### Exercise
Copy out every one of the entries below word for word, changing nothing.

### Given data
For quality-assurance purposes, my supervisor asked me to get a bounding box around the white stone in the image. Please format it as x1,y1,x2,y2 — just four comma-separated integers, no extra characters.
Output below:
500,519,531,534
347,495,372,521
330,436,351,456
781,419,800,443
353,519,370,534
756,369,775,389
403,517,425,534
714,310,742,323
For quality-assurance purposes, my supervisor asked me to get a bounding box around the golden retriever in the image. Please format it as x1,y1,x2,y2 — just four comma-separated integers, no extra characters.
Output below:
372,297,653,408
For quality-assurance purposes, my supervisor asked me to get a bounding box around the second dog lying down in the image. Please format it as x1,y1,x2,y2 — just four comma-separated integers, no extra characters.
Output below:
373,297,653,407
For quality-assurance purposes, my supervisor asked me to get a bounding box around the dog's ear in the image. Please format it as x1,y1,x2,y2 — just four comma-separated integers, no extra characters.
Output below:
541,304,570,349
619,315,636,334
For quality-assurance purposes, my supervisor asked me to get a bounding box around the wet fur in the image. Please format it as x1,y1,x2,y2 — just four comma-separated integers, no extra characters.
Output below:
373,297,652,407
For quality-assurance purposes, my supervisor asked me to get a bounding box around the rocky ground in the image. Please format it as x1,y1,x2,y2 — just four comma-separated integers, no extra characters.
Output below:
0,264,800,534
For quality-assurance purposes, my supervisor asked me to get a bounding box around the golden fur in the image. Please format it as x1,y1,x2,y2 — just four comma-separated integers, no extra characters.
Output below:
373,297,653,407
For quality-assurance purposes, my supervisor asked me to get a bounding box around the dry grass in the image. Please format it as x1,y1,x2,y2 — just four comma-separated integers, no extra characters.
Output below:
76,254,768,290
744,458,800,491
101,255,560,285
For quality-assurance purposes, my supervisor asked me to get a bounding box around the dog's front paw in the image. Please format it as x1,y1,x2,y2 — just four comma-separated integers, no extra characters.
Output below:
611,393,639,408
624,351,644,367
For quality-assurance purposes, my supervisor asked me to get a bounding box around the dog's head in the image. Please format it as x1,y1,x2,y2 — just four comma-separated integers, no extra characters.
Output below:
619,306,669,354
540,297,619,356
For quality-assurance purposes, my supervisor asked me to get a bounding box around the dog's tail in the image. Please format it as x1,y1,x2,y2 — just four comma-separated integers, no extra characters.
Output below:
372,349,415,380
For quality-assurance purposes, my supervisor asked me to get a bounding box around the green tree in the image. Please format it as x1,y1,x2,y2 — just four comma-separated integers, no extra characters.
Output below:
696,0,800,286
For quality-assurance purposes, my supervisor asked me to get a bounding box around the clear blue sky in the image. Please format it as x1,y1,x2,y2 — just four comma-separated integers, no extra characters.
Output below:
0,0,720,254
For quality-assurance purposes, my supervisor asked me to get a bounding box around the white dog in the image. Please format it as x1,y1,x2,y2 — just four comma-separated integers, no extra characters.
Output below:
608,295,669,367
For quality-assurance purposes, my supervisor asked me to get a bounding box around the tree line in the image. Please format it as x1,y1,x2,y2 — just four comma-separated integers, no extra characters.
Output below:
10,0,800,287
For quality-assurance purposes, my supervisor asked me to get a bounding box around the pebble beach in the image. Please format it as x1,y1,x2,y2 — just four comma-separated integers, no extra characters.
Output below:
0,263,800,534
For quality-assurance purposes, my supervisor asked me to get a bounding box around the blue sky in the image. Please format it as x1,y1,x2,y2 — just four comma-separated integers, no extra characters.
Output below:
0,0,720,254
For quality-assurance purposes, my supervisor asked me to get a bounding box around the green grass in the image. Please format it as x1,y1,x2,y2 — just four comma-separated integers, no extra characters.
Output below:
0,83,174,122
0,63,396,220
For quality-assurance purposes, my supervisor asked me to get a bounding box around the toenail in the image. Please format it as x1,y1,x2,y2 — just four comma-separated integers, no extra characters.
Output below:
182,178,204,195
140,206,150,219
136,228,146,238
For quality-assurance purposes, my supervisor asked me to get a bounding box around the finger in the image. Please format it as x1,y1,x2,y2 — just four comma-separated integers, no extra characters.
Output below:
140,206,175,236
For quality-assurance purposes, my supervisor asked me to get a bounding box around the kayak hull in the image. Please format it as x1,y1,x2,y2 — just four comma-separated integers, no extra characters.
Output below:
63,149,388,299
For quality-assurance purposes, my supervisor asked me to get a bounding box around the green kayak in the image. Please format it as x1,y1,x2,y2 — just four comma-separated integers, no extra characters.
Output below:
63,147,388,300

### Exercise output
For quality-assurance purposes, my supervisor asked me to get a bounding box around the white stone in the image. Please format it as x1,y1,x2,y2 — just four comma-separated integers, no extra characters.
Output below:
500,519,531,534
347,495,372,521
330,436,351,456
781,419,800,443
353,519,370,534
756,369,775,389
403,517,425,534
714,310,742,323
For quality-assurance purposes, my supervisor asked me to get a bounding box around the golden retriever in the image. Please format it as x1,y1,x2,y2 — just four comma-separated integers, no extra characters.
Output below:
372,297,653,408
For quality-assurance purposes, my supervisor asked me to get a bounding box around the second dog lying down in the image. Please format it as x1,y1,x2,y2 — just four comma-separated integers, no extra characters.
Output below:
373,297,653,407
For quality-assurance purposes, my supervisor asked me to get a bounding box around the dog's ear in the image. Please format it as x1,y1,x2,y2 — just four comma-separated integers, no extra characters.
Output below:
541,304,570,349
619,315,636,334
For quality-assurance purposes, my supervisor asked me to get a bounding box around the wet fur in the image. Please format it as x1,y1,x2,y2 — just four comma-separated integers, no extra characters.
Output below:
373,297,652,407
For quality-assurance purposes, my supervisor asked me to get a bounding box around the rocky ground in the image. Please format it as x1,y1,x2,y2 — just four comma-separated integers, no extra characters.
Output below:
0,264,800,534
For quality-assurance purposes, my supervisor asked me to get a bounding box around the golden fur in the image. Please format it as x1,y1,x2,y2 — just four comma-separated integers, no extra characters.
Output below:
373,297,653,407
For quality-assurance purposes, my supervisor asked me to get a bounding box around the dry grass in the image. Please format it as x1,y1,x2,y2 — just four comma-separated integers, no extra characters.
Output below:
76,254,768,290
744,458,800,491
101,255,560,285
For quality-assurance purposes, my supervisor asked me to get a bounding box around the dog's front paw in the image. Please format it as x1,y1,x2,y2 — just four comma-separated integers, no extra characters.
Output below:
611,393,639,408
624,351,644,367
For quality-assurance purposes, my supervisor asked me to get a bounding box around the dog's head in the image. Please format it as x1,y1,x2,y2 — just four comma-separated integers, no extra characters.
Output below:
619,306,669,354
540,297,619,356
For quality-assurance purposes, my supervisor asked me to get a bounding box around the dog's tail in the image. Please format it as x1,y1,x2,y2 — just four comma-separated integers, no extra characters.
Output below:
372,349,415,380
For quality-assurance purposes, my supervisor asked me to get a bounding box around the green tree in the image. Please format it as x1,y1,x2,y2 — just four comma-separated integers, no extra characters.
Output below:
696,0,800,286
For quality-assurance purposes, my supervisor asked me to get a bounding box around the clear blue sky in the image. Please format it as x1,y1,x2,y2 — just four comma-separated integers, no extra characters.
Output below:
0,0,720,254
For quality-assurance purposes, my supervisor asked me to get a bounding box around the white dog in the image. Please format it as x1,y1,x2,y2 — just four comma-separated integers, no extra characters.
Output below:
608,295,669,367
For quality-assurance purposes, my supervisor asked me to get a bounding box around the tree line in the image. Please format it as x1,y1,x2,y2 — just four comma-separated integers, no extra characters.
Output below:
10,0,800,287
For quality-assurance purposes, my supervisor asked me to get a bounding box around the pebble beach in the image. Please format it as x1,y1,x2,y2 — just four comma-separated integers, no extra characters.
Output below:
0,263,800,534
For quality-assurance purposes, my supervisor asked me to get a bounding box around the blue sky in the image. Please format it as x1,y1,x2,y2 — just four comma-separated integers, no extra characters.
Output below:
0,0,720,254
For quality-assurance purposes, my supervisor asked me to get a bounding box around the green grass in the image. Please format it as x1,y1,x2,y2 — just four comma-separated integers, no extra characters.
Output below:
0,83,174,122
0,63,396,220
For quality-assurance purposes, my supervisor asked me to get a bounding box around the toenail in the image. Please format it as x1,y1,x2,y2 — just four comma-separated integers, no extra characters.
Output below:
182,178,204,195
140,206,150,219
136,228,146,238
For quality-assurance purposes, my supervisor asked me to get a bounding box around the finger in the image. Please format it as x1,y1,x2,y2 — just four comma-separated integers, no extra characters.
Output below:
140,206,175,236
For quality-assurance purposes, my supervisor asked me to get a bounding box around the kayak hull in the image. Please format it as x1,y1,x2,y2 — just four comma-separated integers, no extra characters.
Output below:
63,149,388,299
For quality-assurance purposes, my supervisor asked me to get a bounding box around the green kayak in the image. Please format it as x1,y1,x2,y2 — just four comma-separated integers, no extra characters.
Output below:
63,147,388,300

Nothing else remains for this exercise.